> [Problem description] Each entry must appear again exactly as it does in the source.

** START OF Material for this exercise **

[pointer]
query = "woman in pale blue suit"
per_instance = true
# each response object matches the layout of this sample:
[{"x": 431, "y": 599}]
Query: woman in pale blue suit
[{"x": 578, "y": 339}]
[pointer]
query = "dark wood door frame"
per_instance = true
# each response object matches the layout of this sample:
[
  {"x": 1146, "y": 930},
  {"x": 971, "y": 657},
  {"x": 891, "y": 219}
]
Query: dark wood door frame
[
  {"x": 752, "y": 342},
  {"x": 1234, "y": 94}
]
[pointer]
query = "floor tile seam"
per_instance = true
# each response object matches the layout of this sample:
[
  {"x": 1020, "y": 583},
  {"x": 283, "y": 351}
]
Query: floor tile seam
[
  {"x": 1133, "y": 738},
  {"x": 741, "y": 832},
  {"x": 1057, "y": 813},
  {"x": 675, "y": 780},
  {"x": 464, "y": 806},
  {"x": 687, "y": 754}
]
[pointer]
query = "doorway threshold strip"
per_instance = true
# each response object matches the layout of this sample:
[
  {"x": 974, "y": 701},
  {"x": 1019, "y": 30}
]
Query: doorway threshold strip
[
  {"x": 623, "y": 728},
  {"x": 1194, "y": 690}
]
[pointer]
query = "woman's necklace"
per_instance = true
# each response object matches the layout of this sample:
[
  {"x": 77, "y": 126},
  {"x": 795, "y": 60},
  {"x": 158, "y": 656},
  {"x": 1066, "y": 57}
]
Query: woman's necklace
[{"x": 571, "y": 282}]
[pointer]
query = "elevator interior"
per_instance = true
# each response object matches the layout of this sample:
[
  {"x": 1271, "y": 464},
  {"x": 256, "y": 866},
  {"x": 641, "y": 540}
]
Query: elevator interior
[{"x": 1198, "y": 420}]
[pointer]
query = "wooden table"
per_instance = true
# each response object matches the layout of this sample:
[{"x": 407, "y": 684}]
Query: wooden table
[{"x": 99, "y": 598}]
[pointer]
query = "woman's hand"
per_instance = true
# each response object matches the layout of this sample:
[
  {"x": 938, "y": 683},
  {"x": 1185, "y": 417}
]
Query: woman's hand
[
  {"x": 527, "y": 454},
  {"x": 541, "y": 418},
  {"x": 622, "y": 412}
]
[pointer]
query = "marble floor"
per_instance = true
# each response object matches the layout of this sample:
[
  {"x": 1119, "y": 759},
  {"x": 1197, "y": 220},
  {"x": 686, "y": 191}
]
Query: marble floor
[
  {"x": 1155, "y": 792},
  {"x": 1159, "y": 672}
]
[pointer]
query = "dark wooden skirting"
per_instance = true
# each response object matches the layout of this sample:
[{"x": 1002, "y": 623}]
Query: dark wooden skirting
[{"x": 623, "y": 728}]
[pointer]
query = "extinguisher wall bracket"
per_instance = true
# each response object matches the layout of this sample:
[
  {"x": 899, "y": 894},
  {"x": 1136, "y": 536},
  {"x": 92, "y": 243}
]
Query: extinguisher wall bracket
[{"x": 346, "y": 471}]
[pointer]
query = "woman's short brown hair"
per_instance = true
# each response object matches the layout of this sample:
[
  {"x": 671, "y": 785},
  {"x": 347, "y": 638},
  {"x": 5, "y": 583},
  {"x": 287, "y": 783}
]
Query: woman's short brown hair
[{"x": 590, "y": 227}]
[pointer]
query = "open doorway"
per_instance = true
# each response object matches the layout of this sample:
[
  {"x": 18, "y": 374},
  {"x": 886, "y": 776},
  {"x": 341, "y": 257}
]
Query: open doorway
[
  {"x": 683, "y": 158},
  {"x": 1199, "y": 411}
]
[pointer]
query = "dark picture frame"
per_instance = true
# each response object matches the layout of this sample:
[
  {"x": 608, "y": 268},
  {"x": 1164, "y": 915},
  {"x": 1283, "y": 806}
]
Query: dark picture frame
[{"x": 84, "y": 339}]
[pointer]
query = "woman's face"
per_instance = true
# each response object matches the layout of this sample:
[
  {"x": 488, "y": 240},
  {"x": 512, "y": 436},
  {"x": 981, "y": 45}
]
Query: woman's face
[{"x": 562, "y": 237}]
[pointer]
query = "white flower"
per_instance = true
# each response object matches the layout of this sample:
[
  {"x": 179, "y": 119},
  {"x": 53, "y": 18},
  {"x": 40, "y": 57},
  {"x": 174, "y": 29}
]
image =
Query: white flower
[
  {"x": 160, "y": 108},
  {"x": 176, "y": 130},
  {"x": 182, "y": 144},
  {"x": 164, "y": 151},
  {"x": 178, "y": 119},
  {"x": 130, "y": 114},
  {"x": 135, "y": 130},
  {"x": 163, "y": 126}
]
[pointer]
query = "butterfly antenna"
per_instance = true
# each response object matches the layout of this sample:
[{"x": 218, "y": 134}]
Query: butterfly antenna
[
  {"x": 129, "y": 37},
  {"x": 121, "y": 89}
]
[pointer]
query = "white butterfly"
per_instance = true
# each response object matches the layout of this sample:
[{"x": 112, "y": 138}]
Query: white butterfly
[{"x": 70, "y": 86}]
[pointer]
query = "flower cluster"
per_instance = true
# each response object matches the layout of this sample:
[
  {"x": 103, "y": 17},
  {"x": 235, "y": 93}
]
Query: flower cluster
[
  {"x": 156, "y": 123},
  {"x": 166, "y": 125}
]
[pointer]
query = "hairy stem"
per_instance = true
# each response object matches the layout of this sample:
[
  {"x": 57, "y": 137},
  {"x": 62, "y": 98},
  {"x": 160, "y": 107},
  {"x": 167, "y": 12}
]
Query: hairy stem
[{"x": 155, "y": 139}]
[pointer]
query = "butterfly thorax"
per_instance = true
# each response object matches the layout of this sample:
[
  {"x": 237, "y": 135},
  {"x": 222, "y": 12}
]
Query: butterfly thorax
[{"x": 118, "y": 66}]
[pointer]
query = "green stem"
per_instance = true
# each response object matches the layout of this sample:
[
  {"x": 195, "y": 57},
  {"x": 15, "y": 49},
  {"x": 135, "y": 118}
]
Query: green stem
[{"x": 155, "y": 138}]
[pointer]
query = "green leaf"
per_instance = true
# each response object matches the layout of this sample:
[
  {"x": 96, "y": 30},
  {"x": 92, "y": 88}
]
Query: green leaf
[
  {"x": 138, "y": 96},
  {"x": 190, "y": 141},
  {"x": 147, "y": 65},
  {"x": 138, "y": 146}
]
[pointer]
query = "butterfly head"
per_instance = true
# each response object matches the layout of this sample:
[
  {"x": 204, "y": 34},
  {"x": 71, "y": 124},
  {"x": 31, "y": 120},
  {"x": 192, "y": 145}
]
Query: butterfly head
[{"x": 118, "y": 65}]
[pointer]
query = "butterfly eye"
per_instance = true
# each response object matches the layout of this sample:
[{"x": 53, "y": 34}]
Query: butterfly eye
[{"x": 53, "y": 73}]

** END OF Material for this exercise **

> [Response to the exercise]
[pointer]
query = "woman in pale blue suit"
per_instance = true
# each response object matches the layout of this sample:
[{"x": 431, "y": 599}]
Query: woman in pale blue suit
[{"x": 578, "y": 339}]
[pointer]
query = "dark wood door frame"
per_instance = true
# each response object matches the layout of this sample:
[
  {"x": 1146, "y": 930},
  {"x": 971, "y": 657},
  {"x": 891, "y": 219}
]
Query: dark wood door frame
[
  {"x": 752, "y": 342},
  {"x": 1234, "y": 94}
]
[pointer]
query = "floor tile seam"
per_instance = true
# each response object matches the layout of this sample:
[
  {"x": 1020, "y": 583},
  {"x": 283, "y": 351}
]
Query: floor tile seam
[
  {"x": 1133, "y": 738},
  {"x": 741, "y": 832},
  {"x": 1057, "y": 813},
  {"x": 675, "y": 780},
  {"x": 464, "y": 806},
  {"x": 687, "y": 754}
]
[pointer]
query = "doorway threshold strip"
per_instance = true
# each response object matches the layout of this sample:
[
  {"x": 974, "y": 701},
  {"x": 1019, "y": 30}
]
Query: doorway threshold strip
[
  {"x": 623, "y": 728},
  {"x": 1194, "y": 690}
]
[pointer]
query = "woman's necklace"
per_instance = true
# each response object matches the layout of this sample:
[
  {"x": 77, "y": 126},
  {"x": 795, "y": 60},
  {"x": 158, "y": 656},
  {"x": 1066, "y": 57}
]
Query: woman's necklace
[{"x": 571, "y": 282}]
[pointer]
query = "elevator interior"
per_instance = true
# each response object matches the layout of this sample:
[
  {"x": 1271, "y": 464},
  {"x": 256, "y": 866},
  {"x": 641, "y": 540}
]
Query: elevator interior
[{"x": 1198, "y": 420}]
[pointer]
query = "wooden table"
per_instance = true
# each response object matches the layout of this sample:
[{"x": 407, "y": 684}]
Query: wooden table
[{"x": 99, "y": 598}]
[pointer]
query = "woman's hand"
per_instance = true
# each response object matches the layout of this sample:
[
  {"x": 938, "y": 683},
  {"x": 1185, "y": 417}
]
Query: woman's hand
[
  {"x": 527, "y": 454},
  {"x": 541, "y": 418},
  {"x": 622, "y": 412}
]
[pointer]
query = "marble floor"
per_instance = true
# each response object matches the layout of this sample:
[
  {"x": 1119, "y": 759},
  {"x": 1197, "y": 220},
  {"x": 686, "y": 191}
]
Query: marble floor
[
  {"x": 1155, "y": 792},
  {"x": 1159, "y": 672}
]
[pointer]
query = "dark wooden skirting"
per_instance = true
# each response object matches the layout of this sample:
[{"x": 1002, "y": 623}]
Query: dark wooden skirting
[{"x": 623, "y": 728}]
[pointer]
query = "extinguisher wall bracket"
per_instance = true
# each response object matches the layout of this sample:
[
  {"x": 899, "y": 894},
  {"x": 1136, "y": 536},
  {"x": 92, "y": 243}
]
Query: extinguisher wall bracket
[{"x": 346, "y": 471}]
[pointer]
query = "woman's short brown hair"
per_instance = true
# each response object matches the layout of this sample:
[
  {"x": 671, "y": 785},
  {"x": 347, "y": 638},
  {"x": 5, "y": 583},
  {"x": 287, "y": 783}
]
Query: woman's short brown hair
[{"x": 590, "y": 227}]
[pointer]
query = "open doorway"
per_instance = true
# each response object matches the layout of this sample:
[
  {"x": 18, "y": 374},
  {"x": 886, "y": 776},
  {"x": 341, "y": 257}
]
Query: open doorway
[
  {"x": 683, "y": 158},
  {"x": 1199, "y": 411}
]
[pointer]
query = "dark picture frame"
per_instance = true
# each response object matches the layout of this sample:
[
  {"x": 608, "y": 268},
  {"x": 1164, "y": 915},
  {"x": 1283, "y": 806}
]
Query: dark picture frame
[{"x": 84, "y": 339}]
[pointer]
query = "woman's face"
per_instance = true
# each response object matches the layout of this sample:
[
  {"x": 488, "y": 240},
  {"x": 512, "y": 436},
  {"x": 981, "y": 45}
]
Query: woman's face
[{"x": 562, "y": 237}]
[pointer]
query = "white flower"
per_instance = true
# each response object matches the layout of this sample:
[
  {"x": 179, "y": 119},
  {"x": 53, "y": 18},
  {"x": 40, "y": 57},
  {"x": 174, "y": 29}
]
image =
Query: white flower
[
  {"x": 160, "y": 108},
  {"x": 176, "y": 130},
  {"x": 182, "y": 144},
  {"x": 164, "y": 151},
  {"x": 178, "y": 119},
  {"x": 130, "y": 114},
  {"x": 135, "y": 130},
  {"x": 163, "y": 126}
]
[pointer]
query = "butterfly antenna"
per_instance = true
# each response object matches the layout of this sample:
[{"x": 218, "y": 134}]
Query: butterfly antenna
[
  {"x": 129, "y": 37},
  {"x": 121, "y": 89}
]
[pointer]
query = "white butterfly"
per_instance = true
# each response object matches the layout of this sample:
[{"x": 112, "y": 138}]
Query: white butterfly
[{"x": 70, "y": 86}]
[pointer]
query = "flower cluster"
per_instance = true
# each response object matches the layout of this sample:
[
  {"x": 103, "y": 17},
  {"x": 235, "y": 93}
]
Query: flower cluster
[
  {"x": 156, "y": 123},
  {"x": 166, "y": 125}
]
[pointer]
query = "hairy stem"
per_instance = true
# each response object matches the layout of this sample:
[
  {"x": 57, "y": 137},
  {"x": 62, "y": 98},
  {"x": 160, "y": 107},
  {"x": 167, "y": 12}
]
Query: hairy stem
[{"x": 155, "y": 139}]
[pointer]
query = "butterfly thorax"
per_instance = true
# each response object matches the layout of this sample:
[
  {"x": 237, "y": 135},
  {"x": 222, "y": 12}
]
Query: butterfly thorax
[{"x": 118, "y": 66}]
[pointer]
query = "green stem"
per_instance = true
# each response object matches the layout of this sample:
[
  {"x": 195, "y": 57},
  {"x": 15, "y": 49},
  {"x": 135, "y": 118}
]
Query: green stem
[{"x": 155, "y": 138}]
[pointer]
query = "green leaf"
per_instance = true
# each response object matches the layout of this sample:
[
  {"x": 96, "y": 30},
  {"x": 92, "y": 88}
]
Query: green leaf
[
  {"x": 138, "y": 96},
  {"x": 190, "y": 141},
  {"x": 147, "y": 65},
  {"x": 138, "y": 146}
]
[pointer]
query = "butterfly head"
per_instance = true
# each response object matches the layout of this sample:
[
  {"x": 204, "y": 34},
  {"x": 71, "y": 124},
  {"x": 31, "y": 120},
  {"x": 192, "y": 145}
]
Query: butterfly head
[{"x": 118, "y": 65}]
[pointer]
query = "butterfly eye"
per_instance = true
# each response object matches the layout of this sample:
[{"x": 53, "y": 34}]
Query: butterfly eye
[{"x": 53, "y": 73}]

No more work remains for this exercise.